=== TEXT SEGMENT ===

Sandra Fredman FBA, KC (hon) is a professor of law in the Faculty of Law at the University of Oxford and a fellow of Pembroke College, Oxford.

==Early life and education==
Fredman was born in Johannesburg, South Africa, and received her undergraduate degree in mathematics and philosophy from Witwatersrand University. She then worked for a short time as a political and labour journalist before attending Wadham College, Oxford as a Rhodes Scholar. She received First Class Honours for the BA in Law and the BCL.

==Academic career==
After graduation, she worked as a trainee solicitor in London at a firm of solicitors specialising trade union and labour law. She then became a Lecturer in labour law at King's College London. After four years in that position she was elected fellow in law at Exeter College, Oxford. In 1996 Fredman was made a Reader and was given the title of professor in 1999. She was elected a Fellow of the British Academy in 2005. In 2011 she was appointed Professor in the Laws of the British Commonwealth and the USA. Funded by the university's Higher Studies Fund, this will be used to develop a focal point for a research and policy network in the comparative human rights law of these jurisdictions. The aim is to integrate academics, policy-makers, judges and students, in Oxford, in developed countries and also in many developing countries in the British Commonwealth which have had little exposure to academic research. The network will initially be focussing on two substantive themes, gender equality, and poverty and human rights.

=== RECORDS SUPPLIED ===

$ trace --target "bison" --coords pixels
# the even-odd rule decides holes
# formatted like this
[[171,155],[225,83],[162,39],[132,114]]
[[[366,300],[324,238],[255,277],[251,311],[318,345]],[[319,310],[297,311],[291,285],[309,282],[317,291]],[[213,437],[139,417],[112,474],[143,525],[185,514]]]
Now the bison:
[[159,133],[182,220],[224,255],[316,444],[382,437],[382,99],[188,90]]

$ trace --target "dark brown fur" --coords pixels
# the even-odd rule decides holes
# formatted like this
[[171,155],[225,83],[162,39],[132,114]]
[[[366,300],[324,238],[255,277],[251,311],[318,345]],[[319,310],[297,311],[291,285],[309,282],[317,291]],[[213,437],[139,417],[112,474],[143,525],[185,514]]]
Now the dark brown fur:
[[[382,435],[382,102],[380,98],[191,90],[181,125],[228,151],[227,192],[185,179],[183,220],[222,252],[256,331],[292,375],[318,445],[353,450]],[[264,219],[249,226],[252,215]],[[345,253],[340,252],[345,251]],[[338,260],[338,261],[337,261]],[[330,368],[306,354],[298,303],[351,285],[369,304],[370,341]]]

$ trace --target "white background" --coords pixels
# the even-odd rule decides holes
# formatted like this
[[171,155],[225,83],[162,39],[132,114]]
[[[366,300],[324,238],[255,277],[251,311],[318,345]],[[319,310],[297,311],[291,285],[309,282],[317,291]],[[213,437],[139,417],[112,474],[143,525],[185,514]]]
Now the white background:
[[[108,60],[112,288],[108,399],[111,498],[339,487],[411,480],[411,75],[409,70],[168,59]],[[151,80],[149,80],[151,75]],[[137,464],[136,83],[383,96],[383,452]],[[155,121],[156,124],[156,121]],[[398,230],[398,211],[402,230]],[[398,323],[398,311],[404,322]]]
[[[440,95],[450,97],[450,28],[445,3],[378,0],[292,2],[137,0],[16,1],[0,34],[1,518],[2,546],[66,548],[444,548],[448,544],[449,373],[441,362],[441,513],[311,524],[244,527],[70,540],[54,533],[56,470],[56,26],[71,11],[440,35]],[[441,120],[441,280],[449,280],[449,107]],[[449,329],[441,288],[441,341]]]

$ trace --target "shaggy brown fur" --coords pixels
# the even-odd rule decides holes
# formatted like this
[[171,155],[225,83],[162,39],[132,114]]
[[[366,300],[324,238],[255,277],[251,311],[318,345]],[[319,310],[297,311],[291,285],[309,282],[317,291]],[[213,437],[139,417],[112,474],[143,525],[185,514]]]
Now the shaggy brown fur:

===

* _TASKS FOR THIS EXERCISE_
[1] According to the Fredman biography, in what year was she elected a Fellow of the British Academy?
[2] List every Oxford college named in the Fredman biography.
[3] Continue the Fredman biography from its last sentence.
The data above is separate material and unrelated to the Fredman biography.

* _ANSWERS PROVIDED_
[1] 2005

[2] Pembroke College, Wadham College, Exeter College

[3]
==Academic interests and teaching==
Fredman's academic interests include discrimination law, labour law, and human rights law. She teaches constitutional law, administrative law, European human rights law and labour law.

==Private practice==
Fredman also practises as a barrister and is a member of Old Square Chambers in London.

Fredman founded the Oxford Human Rights Hub (OxHRH), an organisation that aims to bring together academics, practitioners, and policy-makers from across the globe to advance the understanding and protection of human rights and equality.

==Selected publications==
- Fredman, Sandra (2018). Comparative Human Rights Law. Oxford: Oxford University Press. ISBN 9780199689408.
- Fredman, Sandra; Campbell, Meghan; Taylor, Helen eds. (2018). Human Rights and Equality in Education: Comparative perspectives on the right to education for minorities and disadvantaged groups. Bristol: Policy Press. ISBN 978-1447337638.
- Fredman, Sandra (2008). "Human Rights Transformed: Positive Rights and Positive Duties"
- Fredman, Sandra (2001). "Discrimination Law (Clarendon Law Series)"
- Fredman, Sandra (1998). "Women and the Law (Oxford Monographs on Labour Law)"
- Fredman, Sandra (1989). "State as Employer: Labour Law in the Public Services"
- Fredman, Sandra (1986). "Labor Law and Industrial Relations in Great Britain"
- Fredman, Sandra (2001). "Discrimination and Human Rights: The Case of Racism (Collected Courses of the Academy of European Law)"
- Fredman, Sandra (2003). "Age as an Equality Issue: Legal and Policy Perspectives"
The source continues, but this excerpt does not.